-------- Extrait fourni

Bâtisseurs d’Amérique – Des Canadiens français qui ont fait l’histoire 

Les leçons des bâtisseurs

L'ouvrage Bâtisseurs d’Amérique trace le portrait de 13 Canadiens français, hommes et femmes, ayant marqué le continent. André Pratte, Lucien Bouchard et Antoine Dionne-Charest ont collaboré à ce livre, lancé hier. Ils nous présentent des leçons à tirer de ces pionniers pour relever les défis d’aujourd’hui.

Avant la Révolution tranquille 

« Le grand défi du Canada est de trouver le juste équilibre entre l’exploitation des ressources naturelles, la protection de l’environnement et le droit des autochtones », souligne André Pratte, qui a codirigé l’ouvrage. 

Plusieurs des personnages du livre auraient des enseignements à offrir dans ce dossier, même si les temps ont bien changé, rappelle le sénateur. 

Il faut d’abord une vision claire, comme pouvait la concevoir un Henri Bourassa, politicien et fondateur du Devoir, pense-t-il. 

Puis du pragmatisme, comme en faisait preuve George-Étienne Cartier, un des Pères de la Confédération. 

« Et une approche typiquement française de travailler avec les autochtones, comme celle du sieur de La Vérendrye et du père oblat Albert Lacombe », ajoute-t-il. 

Ce livre original est composé de textes rédigés par plusieurs personnalités, francophones et anglophones, de tous les milieux. 

« On y découvre que les Canadiens français ont fait des choses exceptionnelles bien avant la Révolution tranquille. »

— André Pratte

Parmi les auteurs, l’écrivaine Margaret Atwood fait le portrait de Gabrielle Roy. Chrystine Brouillet, celui de la cuisinière Jehane Benoit. 

Ken Dryden raconte l’histoire de Jacques Plante, la première légende à garder le filet du Canadien. Et la médecin et écrivaine Vania Jimenez présente le cardiologue Paul David.

----------------

> **Consignes**:
• a. D'après l'extrait fourni, combien de Canadiens français l'ouvrage Bâtisseurs d'Amérique dépeint-il ?
• b. Nommez chaque auteur qui, selon l'extrait fourni, signe un portrait dans l'ouvrage, en précisant la personne qu'il présente.
• c. Résumez l'extrait fourni en deux phrases.
Les lignes n'interviennent pas dans ce travail.

-------- Lignes enregistrées

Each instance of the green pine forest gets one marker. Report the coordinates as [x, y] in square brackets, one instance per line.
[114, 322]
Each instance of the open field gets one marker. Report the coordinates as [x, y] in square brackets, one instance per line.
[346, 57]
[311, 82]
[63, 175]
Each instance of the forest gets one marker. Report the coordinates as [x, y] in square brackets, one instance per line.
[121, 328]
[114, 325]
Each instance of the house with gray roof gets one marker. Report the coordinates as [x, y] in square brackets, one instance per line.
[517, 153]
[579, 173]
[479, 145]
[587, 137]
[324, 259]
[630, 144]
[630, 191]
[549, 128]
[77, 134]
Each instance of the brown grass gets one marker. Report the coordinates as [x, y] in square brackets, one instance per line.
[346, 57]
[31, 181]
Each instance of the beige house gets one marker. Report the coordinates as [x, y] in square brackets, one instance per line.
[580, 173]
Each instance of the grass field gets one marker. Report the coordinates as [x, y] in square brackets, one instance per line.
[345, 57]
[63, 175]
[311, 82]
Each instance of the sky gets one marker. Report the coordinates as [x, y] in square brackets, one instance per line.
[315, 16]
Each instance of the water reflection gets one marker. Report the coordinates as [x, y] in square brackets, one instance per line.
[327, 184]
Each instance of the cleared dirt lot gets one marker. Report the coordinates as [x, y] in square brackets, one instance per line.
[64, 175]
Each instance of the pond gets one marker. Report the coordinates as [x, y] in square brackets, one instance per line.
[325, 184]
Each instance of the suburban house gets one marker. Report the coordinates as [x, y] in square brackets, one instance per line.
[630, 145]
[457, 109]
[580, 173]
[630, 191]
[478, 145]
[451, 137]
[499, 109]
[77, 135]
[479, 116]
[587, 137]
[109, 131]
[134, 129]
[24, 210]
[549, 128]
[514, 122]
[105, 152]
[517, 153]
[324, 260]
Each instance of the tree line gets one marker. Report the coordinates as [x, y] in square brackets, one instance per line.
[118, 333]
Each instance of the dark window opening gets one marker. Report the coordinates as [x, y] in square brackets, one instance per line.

----------------

> **Réponses de l'exercice**:
• a. Treize Canadiens français, hommes et femmes.

• b.
Margaret Atwood : Gabrielle Roy
Chrystine Brouillet : Jehane Benoit
Ken Dryden : Jacques Plante
Vania Jimenez : Paul David

• c. Lancé hier avec la collaboration d'André Pratte, de Lucien Bouchard et d'Antoine Dionne-Charest, l'ouvrage Bâtisseurs d'Amérique réunit des textes de personnalités francophones et anglophones sur 13 Canadiens français qui ont marqué le continent. Pour André Pratte, ces pionniers offrent des leçons pour concilier ressources naturelles, environnement et droit des autochtones : la vision d'Henri Bourassa, le pragmatisme de George-Étienne Cartier et l'approche du sieur de La Vérendrye et du père Albert Lacombe envers les autochtones.